REQUIRED TASK:
Answer these from the column on the Tennessee Walking Horse industry:
1. Which trainer did Luke Keller defend?
2. What relation does Luke say Randall Baskin is to him?
3. What company did Randall Baskin found, and in which city?

╭─ TEXT SEGMENT

A young horseman, Luke Keller, sent me an email that I will save and treasure Sunday morning. He claimed he was “extremely offended” by the recent comments I have made about the Tennessee Walking Horse industry and, more particularly, towards a prized horse named Spotlight on Parole. Luke, age 12, rigorously defended trainer Steve Dunn and, as an avid horseman despite his young age, took a rigid stance for the much-maligned industry.
But the part I adored was this kid’s testimony about Randall Baskin, who Luke claims “would never knowingly do harm to his special horses.” Luke says “Randall loves his horses and really cares for them, having raised most of them from colts and fillies.” Further, Luke informs me “Randall is a very kind man and has done many good things for the families, horses and the walking horse industry.
“He is a fine Christian man and I love him and so does our family,” wrote Luke. “The next time you assault someone’s character publicly you need to check carefully what you are saying.” Then there was a stinger of a last line: “It’s obvious you don’t know my granddad Randall.”
Yeah, I adored the note – a 12-year-old sticking up for his grandfather who just happens to have founded Continental Life Insurance Company in Nashville and has since given away millions in philanthropy. I don’t doubt one word of what 12-year-old Luke Keller sent to me via his iPhone.
Sadly, I adamantly believe that there is a very seedy side to the Tennessee walking horse industry that today still carries a heavy stench. While I regret Christian men as noble and fine as Randall Baskin haven’t stomped on it with a hob-nailed boot, the passion in Luke’s email lends promise that a new generation will one day totally eliminate the caustic soring and flagrant horse abuse that has brought world-wide scorn to Shelbyville.

╰─
╭─ SUPPLIED DATA

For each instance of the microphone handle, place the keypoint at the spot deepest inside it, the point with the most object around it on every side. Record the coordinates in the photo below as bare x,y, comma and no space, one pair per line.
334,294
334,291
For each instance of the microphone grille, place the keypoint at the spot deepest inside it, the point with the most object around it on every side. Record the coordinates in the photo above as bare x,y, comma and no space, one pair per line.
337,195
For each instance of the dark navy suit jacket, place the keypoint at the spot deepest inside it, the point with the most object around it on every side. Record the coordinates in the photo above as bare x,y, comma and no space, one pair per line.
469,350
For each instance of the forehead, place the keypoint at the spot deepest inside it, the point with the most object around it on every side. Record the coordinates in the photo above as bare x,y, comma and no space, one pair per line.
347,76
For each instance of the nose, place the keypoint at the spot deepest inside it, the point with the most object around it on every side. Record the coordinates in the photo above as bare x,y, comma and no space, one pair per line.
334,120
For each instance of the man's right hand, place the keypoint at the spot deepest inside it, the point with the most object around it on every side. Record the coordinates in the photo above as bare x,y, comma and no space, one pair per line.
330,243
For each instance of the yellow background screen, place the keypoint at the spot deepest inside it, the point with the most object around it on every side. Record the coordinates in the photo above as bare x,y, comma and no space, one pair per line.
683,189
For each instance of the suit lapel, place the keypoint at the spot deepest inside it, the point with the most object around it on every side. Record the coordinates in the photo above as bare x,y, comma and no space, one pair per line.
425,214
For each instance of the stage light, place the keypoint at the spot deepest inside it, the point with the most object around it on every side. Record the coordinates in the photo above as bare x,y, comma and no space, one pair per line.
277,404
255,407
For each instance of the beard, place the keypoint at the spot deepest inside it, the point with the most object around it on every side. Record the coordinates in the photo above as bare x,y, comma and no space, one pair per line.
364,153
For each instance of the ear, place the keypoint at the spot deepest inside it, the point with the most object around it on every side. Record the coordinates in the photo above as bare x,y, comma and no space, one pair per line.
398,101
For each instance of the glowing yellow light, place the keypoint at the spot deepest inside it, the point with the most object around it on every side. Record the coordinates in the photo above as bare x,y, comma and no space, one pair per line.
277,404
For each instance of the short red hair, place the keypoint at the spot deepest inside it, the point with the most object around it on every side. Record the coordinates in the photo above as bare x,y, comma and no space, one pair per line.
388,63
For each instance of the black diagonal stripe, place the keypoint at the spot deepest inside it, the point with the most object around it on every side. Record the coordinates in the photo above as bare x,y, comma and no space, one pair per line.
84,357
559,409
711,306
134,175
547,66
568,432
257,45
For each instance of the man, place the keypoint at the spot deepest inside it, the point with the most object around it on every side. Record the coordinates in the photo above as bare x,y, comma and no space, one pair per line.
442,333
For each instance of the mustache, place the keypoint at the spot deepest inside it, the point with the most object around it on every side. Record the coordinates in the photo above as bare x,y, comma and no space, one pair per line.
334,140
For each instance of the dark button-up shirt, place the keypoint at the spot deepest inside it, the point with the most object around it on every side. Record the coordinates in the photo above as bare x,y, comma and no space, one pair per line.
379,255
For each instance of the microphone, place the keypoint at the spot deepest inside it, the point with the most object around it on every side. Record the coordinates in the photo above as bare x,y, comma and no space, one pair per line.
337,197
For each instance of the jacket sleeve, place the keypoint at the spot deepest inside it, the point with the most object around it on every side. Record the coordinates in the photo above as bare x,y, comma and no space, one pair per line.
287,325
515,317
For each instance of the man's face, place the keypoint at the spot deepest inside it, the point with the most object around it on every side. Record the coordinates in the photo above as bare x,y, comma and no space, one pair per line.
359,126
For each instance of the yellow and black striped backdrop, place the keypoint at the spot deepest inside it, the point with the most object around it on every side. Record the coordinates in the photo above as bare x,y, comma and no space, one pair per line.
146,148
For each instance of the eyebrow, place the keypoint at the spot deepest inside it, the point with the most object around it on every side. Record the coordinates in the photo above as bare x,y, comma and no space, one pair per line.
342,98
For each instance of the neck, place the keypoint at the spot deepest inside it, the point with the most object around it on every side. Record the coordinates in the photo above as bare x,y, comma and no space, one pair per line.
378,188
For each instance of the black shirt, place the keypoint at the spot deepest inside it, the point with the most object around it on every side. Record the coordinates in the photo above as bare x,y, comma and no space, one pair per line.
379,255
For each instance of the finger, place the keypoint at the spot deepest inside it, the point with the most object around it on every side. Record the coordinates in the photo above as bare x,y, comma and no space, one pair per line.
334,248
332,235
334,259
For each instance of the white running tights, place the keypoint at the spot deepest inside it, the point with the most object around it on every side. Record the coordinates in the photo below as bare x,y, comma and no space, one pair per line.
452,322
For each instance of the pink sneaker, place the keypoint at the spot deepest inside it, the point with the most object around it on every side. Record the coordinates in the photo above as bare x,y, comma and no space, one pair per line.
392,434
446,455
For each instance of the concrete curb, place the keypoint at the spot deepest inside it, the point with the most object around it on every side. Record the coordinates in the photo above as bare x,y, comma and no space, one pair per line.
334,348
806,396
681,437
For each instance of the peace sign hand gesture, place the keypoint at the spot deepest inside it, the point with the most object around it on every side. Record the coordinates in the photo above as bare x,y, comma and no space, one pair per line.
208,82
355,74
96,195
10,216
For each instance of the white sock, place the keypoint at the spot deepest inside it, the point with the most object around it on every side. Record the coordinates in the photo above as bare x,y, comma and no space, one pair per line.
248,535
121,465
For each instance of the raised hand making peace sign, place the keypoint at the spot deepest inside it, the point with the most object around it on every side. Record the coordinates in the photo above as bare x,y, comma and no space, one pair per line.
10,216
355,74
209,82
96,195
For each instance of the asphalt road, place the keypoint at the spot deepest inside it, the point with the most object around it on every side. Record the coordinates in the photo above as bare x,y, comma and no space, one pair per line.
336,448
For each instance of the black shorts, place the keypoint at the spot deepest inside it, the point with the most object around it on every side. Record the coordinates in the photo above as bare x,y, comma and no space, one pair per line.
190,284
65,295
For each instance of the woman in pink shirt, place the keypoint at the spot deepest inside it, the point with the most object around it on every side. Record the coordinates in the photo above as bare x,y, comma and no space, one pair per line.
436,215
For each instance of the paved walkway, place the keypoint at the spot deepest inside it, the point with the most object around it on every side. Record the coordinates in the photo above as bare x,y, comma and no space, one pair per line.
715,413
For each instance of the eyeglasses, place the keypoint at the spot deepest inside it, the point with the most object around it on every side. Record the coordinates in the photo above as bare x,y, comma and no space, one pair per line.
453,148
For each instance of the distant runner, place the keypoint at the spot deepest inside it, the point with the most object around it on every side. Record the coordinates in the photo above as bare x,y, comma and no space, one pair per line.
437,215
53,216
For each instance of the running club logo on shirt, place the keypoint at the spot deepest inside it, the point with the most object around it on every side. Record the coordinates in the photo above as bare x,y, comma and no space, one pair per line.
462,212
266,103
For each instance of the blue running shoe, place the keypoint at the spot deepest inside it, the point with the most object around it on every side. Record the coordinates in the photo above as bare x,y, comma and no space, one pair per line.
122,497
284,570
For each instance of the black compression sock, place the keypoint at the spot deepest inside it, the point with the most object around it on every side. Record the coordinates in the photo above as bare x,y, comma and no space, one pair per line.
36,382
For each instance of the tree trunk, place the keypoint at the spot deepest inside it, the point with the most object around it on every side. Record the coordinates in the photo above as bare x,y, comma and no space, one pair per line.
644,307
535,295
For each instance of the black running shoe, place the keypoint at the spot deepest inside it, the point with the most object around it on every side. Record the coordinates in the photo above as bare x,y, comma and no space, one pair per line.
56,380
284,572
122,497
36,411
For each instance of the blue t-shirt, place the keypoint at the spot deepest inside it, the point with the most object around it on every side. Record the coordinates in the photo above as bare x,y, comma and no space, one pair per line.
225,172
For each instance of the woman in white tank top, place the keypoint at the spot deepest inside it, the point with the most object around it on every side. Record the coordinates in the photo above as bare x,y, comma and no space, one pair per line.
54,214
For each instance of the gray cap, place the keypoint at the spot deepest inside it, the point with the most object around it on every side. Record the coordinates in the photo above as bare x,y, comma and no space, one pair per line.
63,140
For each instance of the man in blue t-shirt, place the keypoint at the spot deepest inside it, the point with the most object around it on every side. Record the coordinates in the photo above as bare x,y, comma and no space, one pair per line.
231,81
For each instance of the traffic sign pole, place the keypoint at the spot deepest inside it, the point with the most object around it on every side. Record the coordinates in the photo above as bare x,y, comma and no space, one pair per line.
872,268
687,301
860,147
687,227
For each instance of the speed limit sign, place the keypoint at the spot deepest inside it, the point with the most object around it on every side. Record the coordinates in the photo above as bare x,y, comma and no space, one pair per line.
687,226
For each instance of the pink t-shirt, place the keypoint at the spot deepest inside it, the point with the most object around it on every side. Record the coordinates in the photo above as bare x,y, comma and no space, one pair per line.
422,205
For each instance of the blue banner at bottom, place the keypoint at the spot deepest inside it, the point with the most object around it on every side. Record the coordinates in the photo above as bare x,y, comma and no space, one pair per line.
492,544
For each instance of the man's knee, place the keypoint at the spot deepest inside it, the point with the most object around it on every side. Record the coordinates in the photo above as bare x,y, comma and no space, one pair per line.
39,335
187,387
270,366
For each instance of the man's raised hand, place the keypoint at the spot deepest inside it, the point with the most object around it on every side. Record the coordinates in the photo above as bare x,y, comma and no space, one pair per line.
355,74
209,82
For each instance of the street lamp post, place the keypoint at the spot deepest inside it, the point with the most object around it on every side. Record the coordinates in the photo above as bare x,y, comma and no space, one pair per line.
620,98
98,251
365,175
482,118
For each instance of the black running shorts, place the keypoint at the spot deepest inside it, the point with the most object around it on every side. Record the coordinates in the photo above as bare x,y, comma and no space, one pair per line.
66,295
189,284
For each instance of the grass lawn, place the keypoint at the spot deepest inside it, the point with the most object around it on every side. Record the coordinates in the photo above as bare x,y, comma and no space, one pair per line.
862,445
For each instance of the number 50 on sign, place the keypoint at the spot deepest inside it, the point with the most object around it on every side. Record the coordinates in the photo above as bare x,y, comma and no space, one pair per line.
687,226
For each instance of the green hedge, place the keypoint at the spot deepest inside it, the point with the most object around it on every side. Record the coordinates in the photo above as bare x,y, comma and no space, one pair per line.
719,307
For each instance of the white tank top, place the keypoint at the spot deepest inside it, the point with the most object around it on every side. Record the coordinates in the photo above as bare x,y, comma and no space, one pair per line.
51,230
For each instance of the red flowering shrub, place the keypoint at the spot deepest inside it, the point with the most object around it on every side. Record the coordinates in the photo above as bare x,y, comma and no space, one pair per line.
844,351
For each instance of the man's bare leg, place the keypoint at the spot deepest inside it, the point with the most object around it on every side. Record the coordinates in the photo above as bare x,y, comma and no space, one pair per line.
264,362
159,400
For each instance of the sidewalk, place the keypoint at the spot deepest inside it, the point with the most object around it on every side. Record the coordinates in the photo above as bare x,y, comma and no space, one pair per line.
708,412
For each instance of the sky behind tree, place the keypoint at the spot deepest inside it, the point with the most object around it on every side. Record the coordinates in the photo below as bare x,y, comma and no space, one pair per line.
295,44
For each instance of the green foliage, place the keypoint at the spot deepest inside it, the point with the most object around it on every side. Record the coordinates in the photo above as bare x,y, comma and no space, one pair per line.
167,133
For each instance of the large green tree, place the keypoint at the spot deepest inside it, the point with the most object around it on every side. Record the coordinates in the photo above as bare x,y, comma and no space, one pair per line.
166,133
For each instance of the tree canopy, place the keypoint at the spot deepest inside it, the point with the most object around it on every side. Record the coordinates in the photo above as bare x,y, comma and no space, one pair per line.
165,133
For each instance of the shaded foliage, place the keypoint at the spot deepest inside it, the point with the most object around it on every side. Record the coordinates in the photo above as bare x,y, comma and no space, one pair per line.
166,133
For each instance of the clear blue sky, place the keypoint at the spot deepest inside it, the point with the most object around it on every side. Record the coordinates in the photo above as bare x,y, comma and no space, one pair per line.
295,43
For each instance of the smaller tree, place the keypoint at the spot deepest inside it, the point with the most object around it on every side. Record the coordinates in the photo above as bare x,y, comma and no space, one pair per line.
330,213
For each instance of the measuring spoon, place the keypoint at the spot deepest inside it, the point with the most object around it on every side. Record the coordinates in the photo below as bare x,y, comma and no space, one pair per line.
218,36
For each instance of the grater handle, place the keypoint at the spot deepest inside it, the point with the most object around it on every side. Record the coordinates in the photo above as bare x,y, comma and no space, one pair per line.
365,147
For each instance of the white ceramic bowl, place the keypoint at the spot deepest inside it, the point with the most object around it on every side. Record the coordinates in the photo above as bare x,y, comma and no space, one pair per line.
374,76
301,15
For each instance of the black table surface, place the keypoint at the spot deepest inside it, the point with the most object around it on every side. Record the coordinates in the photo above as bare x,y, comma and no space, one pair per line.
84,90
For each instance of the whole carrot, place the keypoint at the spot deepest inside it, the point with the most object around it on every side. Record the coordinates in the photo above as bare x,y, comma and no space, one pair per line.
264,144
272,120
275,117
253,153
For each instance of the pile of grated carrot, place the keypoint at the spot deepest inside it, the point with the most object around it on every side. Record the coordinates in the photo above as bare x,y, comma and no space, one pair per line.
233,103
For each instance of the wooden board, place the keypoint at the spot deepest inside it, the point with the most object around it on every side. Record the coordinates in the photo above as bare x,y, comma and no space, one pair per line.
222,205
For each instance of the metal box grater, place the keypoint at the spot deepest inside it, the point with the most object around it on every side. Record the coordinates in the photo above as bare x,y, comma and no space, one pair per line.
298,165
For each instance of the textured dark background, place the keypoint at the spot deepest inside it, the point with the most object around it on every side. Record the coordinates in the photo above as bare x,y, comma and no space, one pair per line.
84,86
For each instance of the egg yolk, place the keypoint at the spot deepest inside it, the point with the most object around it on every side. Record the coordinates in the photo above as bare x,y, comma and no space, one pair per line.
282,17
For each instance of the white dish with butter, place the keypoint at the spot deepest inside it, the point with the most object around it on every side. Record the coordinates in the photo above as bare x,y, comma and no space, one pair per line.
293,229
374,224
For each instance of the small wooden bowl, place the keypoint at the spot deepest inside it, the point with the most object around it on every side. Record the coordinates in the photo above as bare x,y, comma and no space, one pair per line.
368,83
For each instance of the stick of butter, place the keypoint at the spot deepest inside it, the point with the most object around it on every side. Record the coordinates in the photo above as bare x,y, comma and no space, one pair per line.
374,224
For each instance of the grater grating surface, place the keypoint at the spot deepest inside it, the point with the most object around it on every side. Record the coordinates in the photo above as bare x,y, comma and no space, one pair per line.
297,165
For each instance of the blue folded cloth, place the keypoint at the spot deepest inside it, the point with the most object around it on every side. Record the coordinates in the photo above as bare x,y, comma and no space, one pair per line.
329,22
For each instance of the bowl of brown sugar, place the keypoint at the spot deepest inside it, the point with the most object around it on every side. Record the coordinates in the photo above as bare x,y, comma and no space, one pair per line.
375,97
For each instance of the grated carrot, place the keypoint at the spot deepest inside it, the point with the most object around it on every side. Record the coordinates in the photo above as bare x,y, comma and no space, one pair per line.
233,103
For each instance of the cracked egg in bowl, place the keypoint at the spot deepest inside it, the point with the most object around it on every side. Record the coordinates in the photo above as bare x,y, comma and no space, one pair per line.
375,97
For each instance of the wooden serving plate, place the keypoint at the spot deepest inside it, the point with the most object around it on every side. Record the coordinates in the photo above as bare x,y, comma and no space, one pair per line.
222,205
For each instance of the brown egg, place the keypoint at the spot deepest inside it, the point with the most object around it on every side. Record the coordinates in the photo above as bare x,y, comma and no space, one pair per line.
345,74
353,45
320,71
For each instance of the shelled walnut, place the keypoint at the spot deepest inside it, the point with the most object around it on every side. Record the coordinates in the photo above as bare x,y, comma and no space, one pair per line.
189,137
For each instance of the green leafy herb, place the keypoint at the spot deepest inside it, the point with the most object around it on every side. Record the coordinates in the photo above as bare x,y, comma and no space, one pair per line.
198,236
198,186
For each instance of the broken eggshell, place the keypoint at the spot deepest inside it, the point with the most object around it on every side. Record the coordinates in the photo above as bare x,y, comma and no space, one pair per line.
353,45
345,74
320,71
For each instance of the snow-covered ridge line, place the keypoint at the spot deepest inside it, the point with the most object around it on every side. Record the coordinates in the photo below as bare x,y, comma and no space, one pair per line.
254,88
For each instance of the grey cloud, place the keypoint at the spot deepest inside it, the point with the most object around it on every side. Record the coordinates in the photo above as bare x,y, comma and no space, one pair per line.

╰─

RESPONSE:
1. Steve Dunn.
2. His granddad.
3. Continental Life Insurance Company, in Nashville.